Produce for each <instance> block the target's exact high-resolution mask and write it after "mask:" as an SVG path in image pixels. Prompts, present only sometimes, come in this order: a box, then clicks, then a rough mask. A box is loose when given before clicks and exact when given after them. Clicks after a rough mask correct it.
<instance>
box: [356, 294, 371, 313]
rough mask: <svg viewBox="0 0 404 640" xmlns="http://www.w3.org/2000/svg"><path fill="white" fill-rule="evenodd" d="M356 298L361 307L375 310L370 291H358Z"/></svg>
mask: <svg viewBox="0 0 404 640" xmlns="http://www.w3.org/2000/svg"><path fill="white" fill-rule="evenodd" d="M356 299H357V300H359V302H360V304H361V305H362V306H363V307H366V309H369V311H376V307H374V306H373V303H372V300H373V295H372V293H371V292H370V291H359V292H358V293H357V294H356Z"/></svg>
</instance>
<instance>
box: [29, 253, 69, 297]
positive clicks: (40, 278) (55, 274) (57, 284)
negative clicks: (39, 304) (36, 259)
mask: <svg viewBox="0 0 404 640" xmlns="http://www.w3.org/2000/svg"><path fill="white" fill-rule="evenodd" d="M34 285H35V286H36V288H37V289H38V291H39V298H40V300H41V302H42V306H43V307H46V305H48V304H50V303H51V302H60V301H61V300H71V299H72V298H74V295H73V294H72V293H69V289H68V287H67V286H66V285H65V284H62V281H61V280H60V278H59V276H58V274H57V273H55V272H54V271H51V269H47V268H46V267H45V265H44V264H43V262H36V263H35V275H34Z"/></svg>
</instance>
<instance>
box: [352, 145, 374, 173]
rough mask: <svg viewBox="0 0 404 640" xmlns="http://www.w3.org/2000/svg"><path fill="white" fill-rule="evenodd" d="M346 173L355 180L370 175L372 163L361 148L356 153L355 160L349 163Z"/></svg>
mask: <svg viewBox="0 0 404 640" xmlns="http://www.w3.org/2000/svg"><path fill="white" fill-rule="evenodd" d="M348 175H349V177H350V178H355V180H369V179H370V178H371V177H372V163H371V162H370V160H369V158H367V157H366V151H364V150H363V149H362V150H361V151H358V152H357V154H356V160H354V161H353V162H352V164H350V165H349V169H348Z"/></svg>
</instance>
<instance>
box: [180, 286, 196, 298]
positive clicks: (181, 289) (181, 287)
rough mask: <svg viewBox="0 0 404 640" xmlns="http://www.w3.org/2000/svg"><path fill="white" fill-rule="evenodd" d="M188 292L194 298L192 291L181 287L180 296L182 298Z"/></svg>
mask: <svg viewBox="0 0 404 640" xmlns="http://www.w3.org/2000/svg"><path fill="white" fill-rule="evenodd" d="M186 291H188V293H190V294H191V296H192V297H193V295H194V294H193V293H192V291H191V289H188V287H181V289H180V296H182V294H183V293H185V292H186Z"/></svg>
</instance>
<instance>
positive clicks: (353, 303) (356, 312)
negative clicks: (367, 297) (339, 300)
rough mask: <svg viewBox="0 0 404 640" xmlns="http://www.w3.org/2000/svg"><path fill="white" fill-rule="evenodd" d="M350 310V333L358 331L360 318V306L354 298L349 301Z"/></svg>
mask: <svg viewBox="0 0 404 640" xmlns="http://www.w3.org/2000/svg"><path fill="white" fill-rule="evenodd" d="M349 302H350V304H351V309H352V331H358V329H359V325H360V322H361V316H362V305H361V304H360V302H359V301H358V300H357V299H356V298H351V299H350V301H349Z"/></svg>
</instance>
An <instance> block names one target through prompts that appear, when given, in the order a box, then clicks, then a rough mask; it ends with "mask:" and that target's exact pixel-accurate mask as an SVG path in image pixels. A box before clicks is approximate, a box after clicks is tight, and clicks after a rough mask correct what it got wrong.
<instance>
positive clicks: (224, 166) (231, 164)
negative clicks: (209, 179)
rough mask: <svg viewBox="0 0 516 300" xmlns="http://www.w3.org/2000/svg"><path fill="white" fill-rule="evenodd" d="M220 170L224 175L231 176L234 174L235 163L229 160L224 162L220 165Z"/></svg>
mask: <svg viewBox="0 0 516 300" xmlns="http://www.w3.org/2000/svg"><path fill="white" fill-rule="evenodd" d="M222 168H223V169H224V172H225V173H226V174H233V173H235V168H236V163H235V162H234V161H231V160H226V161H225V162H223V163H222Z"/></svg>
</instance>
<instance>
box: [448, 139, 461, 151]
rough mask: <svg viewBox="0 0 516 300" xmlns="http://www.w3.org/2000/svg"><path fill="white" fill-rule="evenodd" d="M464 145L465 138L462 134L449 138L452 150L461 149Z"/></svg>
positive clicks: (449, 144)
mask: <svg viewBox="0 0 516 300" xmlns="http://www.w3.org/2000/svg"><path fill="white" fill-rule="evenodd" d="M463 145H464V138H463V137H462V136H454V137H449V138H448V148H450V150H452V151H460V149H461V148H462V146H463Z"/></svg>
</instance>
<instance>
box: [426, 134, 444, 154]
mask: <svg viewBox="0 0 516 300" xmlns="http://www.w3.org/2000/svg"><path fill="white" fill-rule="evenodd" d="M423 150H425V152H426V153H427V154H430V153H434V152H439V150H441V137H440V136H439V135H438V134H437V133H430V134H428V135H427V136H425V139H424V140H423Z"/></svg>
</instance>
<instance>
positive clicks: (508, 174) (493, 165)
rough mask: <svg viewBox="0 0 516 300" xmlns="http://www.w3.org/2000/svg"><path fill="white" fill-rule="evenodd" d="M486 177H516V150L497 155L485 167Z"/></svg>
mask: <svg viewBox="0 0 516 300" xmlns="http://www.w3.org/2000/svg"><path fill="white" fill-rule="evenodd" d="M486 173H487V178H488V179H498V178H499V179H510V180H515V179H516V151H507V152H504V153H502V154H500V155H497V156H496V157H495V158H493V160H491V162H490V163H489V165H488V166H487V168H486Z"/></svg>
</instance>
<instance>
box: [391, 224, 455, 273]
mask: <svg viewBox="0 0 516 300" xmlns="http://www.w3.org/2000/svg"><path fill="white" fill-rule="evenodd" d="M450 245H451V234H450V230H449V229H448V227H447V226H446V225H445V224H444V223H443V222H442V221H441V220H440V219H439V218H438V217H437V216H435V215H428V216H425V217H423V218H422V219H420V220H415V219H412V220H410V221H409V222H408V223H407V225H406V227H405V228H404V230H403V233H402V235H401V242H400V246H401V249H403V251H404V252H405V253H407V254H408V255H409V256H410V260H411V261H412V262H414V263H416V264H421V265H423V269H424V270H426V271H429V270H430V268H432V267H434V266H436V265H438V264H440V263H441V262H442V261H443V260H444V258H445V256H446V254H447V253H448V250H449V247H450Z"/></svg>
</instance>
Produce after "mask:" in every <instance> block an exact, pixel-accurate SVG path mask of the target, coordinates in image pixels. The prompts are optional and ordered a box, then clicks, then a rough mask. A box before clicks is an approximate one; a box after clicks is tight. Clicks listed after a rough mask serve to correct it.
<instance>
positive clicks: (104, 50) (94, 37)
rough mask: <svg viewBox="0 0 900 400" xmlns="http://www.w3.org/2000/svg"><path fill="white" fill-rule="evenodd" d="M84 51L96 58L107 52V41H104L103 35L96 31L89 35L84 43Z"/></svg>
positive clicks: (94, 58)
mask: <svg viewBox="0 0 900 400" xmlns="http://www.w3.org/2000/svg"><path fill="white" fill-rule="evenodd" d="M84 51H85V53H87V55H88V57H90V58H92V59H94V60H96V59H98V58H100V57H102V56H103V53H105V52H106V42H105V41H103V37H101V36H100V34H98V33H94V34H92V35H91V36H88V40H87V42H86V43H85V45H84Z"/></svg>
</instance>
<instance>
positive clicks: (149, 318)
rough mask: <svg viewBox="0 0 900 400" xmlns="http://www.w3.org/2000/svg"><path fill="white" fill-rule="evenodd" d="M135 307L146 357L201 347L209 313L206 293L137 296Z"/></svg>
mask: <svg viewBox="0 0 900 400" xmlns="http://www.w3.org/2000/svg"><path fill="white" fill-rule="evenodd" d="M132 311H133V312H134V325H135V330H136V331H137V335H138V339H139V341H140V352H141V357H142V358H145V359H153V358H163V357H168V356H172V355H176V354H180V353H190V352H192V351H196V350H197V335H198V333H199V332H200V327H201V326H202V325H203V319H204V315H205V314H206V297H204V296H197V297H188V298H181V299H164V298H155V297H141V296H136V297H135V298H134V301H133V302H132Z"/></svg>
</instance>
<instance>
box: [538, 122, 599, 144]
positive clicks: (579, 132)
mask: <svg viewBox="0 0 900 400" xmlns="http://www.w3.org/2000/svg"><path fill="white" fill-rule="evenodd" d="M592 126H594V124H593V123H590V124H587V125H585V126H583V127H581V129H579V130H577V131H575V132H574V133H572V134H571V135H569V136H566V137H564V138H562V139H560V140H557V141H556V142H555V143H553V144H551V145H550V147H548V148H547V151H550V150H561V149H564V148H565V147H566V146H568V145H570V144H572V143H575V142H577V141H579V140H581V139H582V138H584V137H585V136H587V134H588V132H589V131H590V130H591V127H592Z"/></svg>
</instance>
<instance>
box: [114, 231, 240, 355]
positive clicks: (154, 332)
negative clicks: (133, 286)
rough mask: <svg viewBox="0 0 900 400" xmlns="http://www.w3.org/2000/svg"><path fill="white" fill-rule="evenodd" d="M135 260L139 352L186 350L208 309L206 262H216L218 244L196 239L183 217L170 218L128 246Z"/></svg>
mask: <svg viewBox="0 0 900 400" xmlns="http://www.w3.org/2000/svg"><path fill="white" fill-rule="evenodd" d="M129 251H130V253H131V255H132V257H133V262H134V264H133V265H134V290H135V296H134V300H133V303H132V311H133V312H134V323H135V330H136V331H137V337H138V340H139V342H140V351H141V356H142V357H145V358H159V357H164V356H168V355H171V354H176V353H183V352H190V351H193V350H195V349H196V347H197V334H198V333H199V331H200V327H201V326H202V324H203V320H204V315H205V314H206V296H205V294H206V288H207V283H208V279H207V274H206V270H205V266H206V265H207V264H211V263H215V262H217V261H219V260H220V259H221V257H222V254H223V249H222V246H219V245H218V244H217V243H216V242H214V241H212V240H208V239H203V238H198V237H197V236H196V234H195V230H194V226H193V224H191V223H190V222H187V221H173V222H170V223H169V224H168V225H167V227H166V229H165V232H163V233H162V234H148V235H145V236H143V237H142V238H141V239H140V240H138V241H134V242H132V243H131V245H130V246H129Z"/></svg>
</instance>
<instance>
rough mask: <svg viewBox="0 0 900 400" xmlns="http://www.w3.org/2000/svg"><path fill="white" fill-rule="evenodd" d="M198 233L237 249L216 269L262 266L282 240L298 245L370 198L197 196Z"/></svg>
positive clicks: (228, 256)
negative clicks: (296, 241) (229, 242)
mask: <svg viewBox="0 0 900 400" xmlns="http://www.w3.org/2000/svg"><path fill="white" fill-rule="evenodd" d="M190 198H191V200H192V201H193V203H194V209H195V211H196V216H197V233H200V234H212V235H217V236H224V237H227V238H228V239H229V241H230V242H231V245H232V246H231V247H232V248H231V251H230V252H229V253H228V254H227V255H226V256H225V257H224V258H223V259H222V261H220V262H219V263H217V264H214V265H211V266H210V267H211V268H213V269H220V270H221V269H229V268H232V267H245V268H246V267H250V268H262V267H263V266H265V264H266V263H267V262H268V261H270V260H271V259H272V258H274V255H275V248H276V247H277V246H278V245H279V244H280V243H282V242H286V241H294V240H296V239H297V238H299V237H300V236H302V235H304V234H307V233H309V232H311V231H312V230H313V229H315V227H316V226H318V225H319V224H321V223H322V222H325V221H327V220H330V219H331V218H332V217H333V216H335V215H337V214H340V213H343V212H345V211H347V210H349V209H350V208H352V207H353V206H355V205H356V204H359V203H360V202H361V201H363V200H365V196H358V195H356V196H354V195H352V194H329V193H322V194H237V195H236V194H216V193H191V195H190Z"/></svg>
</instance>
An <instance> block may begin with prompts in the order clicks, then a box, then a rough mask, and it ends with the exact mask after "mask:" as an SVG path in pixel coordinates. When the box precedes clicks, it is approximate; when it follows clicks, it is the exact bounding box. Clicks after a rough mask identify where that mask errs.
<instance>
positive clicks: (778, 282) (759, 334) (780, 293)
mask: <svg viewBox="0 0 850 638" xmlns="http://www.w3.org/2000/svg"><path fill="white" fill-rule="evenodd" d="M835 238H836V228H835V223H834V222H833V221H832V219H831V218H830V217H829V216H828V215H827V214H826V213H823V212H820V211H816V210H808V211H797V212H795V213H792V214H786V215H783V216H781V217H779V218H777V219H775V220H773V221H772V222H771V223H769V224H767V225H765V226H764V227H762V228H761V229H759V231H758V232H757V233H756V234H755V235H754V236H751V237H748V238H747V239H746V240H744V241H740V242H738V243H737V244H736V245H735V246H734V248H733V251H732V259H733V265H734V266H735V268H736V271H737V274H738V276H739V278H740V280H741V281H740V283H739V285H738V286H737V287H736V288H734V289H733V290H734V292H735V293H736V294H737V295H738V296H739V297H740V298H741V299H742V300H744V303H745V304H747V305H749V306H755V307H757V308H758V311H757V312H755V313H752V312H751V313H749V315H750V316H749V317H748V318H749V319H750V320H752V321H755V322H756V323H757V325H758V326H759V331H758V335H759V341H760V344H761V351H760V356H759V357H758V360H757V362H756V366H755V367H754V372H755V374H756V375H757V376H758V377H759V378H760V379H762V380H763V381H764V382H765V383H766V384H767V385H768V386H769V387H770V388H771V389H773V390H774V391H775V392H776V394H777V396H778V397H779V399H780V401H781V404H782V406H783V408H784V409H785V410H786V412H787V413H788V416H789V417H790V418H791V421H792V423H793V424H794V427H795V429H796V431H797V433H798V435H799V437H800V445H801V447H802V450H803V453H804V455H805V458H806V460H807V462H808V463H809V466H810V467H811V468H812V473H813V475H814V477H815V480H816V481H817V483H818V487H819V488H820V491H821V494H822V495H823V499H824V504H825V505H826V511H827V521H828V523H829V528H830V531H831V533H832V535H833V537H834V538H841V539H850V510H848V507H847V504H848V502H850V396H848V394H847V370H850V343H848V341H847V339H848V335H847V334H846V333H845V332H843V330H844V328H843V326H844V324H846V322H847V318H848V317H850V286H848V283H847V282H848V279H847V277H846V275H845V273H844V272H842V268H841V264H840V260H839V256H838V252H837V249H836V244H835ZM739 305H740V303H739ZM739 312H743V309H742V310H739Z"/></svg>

Work order :: Which lines in the items above contain the string "negative"? Select each of those lines and copy it out in full.

The answer ::
negative clicks: (39, 304) (36, 259)
negative clicks: (367, 297) (339, 300)
negative clicks: (209, 179)
negative clicks: (133, 286)
negative clicks: (296, 241) (229, 242)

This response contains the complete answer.